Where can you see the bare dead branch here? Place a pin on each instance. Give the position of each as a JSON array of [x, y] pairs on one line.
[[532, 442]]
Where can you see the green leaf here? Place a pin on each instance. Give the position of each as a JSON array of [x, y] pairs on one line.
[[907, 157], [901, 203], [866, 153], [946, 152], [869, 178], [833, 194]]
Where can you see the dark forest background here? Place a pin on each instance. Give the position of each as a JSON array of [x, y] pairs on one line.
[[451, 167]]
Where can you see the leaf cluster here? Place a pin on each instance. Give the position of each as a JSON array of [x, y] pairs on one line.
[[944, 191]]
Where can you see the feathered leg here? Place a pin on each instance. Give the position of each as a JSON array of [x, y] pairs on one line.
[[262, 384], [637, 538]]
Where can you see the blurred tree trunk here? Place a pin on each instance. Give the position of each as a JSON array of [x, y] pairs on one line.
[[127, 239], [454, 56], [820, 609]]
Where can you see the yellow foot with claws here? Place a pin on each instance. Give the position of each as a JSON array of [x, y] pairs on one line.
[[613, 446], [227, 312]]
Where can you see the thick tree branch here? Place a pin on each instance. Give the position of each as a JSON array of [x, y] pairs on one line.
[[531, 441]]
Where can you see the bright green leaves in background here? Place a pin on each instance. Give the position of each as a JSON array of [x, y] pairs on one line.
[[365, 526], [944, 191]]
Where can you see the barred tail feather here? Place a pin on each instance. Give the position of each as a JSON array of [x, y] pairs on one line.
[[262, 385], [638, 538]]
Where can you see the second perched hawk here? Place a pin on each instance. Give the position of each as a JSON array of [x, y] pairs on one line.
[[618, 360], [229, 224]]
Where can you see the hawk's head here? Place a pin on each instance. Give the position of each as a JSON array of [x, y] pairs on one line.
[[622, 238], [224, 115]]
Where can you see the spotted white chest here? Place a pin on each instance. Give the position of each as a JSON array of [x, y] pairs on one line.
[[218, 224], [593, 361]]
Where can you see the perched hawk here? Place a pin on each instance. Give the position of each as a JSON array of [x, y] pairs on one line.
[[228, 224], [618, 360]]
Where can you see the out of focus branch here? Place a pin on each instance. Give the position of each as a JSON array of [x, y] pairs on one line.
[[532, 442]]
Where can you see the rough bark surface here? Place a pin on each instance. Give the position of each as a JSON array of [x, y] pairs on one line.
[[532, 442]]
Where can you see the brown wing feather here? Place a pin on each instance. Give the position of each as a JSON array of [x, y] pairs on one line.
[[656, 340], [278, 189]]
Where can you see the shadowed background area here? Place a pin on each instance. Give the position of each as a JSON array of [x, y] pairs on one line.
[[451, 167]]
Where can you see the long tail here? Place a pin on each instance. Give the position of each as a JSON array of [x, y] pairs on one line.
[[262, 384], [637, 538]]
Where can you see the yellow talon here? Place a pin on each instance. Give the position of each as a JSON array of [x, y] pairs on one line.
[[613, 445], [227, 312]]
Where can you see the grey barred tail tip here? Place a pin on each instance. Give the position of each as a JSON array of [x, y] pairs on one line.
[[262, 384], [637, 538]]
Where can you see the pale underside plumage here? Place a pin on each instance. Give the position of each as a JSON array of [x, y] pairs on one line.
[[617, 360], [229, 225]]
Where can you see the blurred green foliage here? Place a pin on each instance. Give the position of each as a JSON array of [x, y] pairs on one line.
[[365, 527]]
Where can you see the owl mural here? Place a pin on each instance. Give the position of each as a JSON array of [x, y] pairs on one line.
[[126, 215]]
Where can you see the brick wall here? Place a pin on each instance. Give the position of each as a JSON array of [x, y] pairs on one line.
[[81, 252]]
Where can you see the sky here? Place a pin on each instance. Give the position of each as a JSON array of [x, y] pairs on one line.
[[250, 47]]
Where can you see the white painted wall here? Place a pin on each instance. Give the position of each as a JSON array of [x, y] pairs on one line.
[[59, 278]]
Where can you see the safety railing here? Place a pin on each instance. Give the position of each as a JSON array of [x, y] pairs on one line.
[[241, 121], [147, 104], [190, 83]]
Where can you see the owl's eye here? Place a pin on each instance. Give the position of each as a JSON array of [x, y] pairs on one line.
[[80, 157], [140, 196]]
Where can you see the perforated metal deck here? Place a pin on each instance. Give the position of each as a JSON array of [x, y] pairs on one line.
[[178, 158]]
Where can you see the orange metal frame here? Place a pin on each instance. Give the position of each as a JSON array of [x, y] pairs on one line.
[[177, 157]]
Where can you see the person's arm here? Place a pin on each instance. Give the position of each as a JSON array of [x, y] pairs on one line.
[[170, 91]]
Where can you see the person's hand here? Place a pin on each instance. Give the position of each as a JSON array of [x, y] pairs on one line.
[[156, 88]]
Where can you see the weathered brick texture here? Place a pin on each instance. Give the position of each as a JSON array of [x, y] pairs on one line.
----------
• Directions for this task: Print all of the data exactly as it was given.

• Solution below:
Where can you see the bare dead branch here? Place a pin on each instance. Give the position of each as a JSON array of [x, y] pairs on one line.
[[532, 442]]
Where can you see the green leaf here? Place a pin on each instance. Give the position of each as a JSON array of [x, y] pairs on one line.
[[907, 157], [901, 203], [866, 153], [946, 152], [869, 178], [833, 194]]
Where can you see the dark forest background here? Place a pin on each instance. Give the position of each as a JSON array of [x, y] pairs on one line.
[[451, 167]]
Where can you see the leaf cluster here? Place a pin on each instance. Give the position of each as a JSON array of [x, y] pairs on one line.
[[944, 191]]
Where can you see the feathered leg here? Place a pin on each instance. Give the position of each as a JSON array of [x, y] pairs on one line.
[[262, 384], [637, 538]]
Where can you see the blurred tree trunk here? Place a pin on each instance. Give the position of each as a JSON array of [x, y] pairs on one line.
[[127, 239], [454, 56], [820, 609]]
Where can you see the yellow foot with claws here? Place a pin on each instance. Give the position of each as a JSON array of [x, y] pairs on one line.
[[613, 446], [227, 312]]
Where can you see the thick tree branch here? Place a pin on each instance. Give the position of each as a JSON array of [x, y] pairs on one line.
[[531, 441]]
Where can you see the bright green leaves in background here? Place a pin on each instance. Give the position of each as a JSON array of [x, y] pairs on one line.
[[365, 526], [944, 191]]
Where can you see the barred tail feather here? Place a pin on each instance. Give the position of each as a JSON array of [x, y] pairs on one line.
[[262, 385], [638, 538]]
Where can you see the second perched hawk here? Place a pin on each instance. Give the position of each as a JSON array of [x, y] pairs on one line.
[[618, 360], [229, 224]]
Where can you see the hawk's head here? Place a pin on each instance. Give the position of each as a JSON array of [x, y] pairs on one line.
[[622, 238], [224, 115]]
Where can you see the spotted white chest here? Place a pin on each instance. Give the position of each as a JSON array of [x, y] pairs on one line.
[[218, 224], [593, 361]]
Where can you see the perched hawk here? Place a pin on each instance. Give the position of each as a JSON array of [x, y] pairs on one line.
[[228, 224], [618, 360]]
Where can you see the out of focus branch here? Place a pin on each instance. Give the position of each as a JSON array of [x, y] pairs on one line.
[[532, 442]]
Where can you see the rough bark surface here? Place a pin on each instance. Give the position of each as a JSON array of [x, y] pairs on one line.
[[532, 442]]
Where can you see the brown wing feather here? Place a pin on each instance. Give the position of each as a JSON array of [x, y] pairs on one line.
[[656, 340], [278, 189]]
Where can you see the shadowed background area here? Place a pin on each instance. Give the position of each as a JSON array of [x, y] pairs on one line.
[[451, 167]]
Where can you see the long tail here? Place a pin on each instance. Give the position of each as a JSON array of [x, y] pairs on one line.
[[262, 384], [637, 538]]
Where can you see the yellow talon here? Place a pin on each instance. Give the position of each as a JSON array of [x, y] pairs on one line.
[[613, 445], [227, 312]]
Where can you see the grey barred tail tip here? Place a pin on each instance. Give the position of each as a JSON array of [x, y] pairs on one line.
[[262, 384], [637, 538]]
Where can you see the pale underside plumage here? Place a pin on each instance. Give the position of each as a JSON array of [x, y] pairs on one line.
[[617, 360], [229, 225]]
Where can you see the blurred green foliage here? Place a pin on each instance. Give the position of each as a JSON array of [x, y] pairs on one line.
[[365, 527]]
Where can you see the owl mural here? Place a pin on each instance. Give the position of each as a JSON array of [x, y] pairs on one line.
[[126, 215]]
Where can you see the brick wall here? Place a pin on each instance. Give the position of each as a JSON array of [x, y] pairs on one line.
[[81, 252]]
Where can you see the sky here? Place a pin on each instance. Give the position of each as a JSON array of [x, y] pairs on one line.
[[250, 47]]
Where can you see the white painted wall here? Place a pin on each instance. Give the position of each as a JSON array of [x, y] pairs on one line.
[[59, 278]]
Where can you see the safety railing here? Place a pin on each instance. Give the position of each as a JSON array of [x, y] pairs on one line.
[[241, 121], [147, 104], [190, 83]]
Where can you see the owl's eye here? Place a pin on each instance. Give the position of each as a JSON array of [x, y] pairs on one line.
[[80, 157], [140, 196]]
Where can you see the perforated metal deck here? Place a pin on each instance. Give the position of each as a JSON array of [x, y] pairs on one line.
[[178, 158]]
Where can you see the orange metal frame here? Place a pin on each instance. Give the position of each as a JSON array of [x, y] pairs on one line.
[[177, 157]]
Where can you see the person's arm here? Place a pin on each instance. Give the position of each as a JSON array of [x, y] pairs on one line.
[[170, 91]]
Where can you see the person's hand here? Place a pin on each instance. Give the position of each as a JSON array of [x, y] pairs on one line.
[[156, 88]]
Where can you see the weathered brick texture here? Place a pin on each instance. Give the position of each as a JSON array of [x, y] pairs on one line.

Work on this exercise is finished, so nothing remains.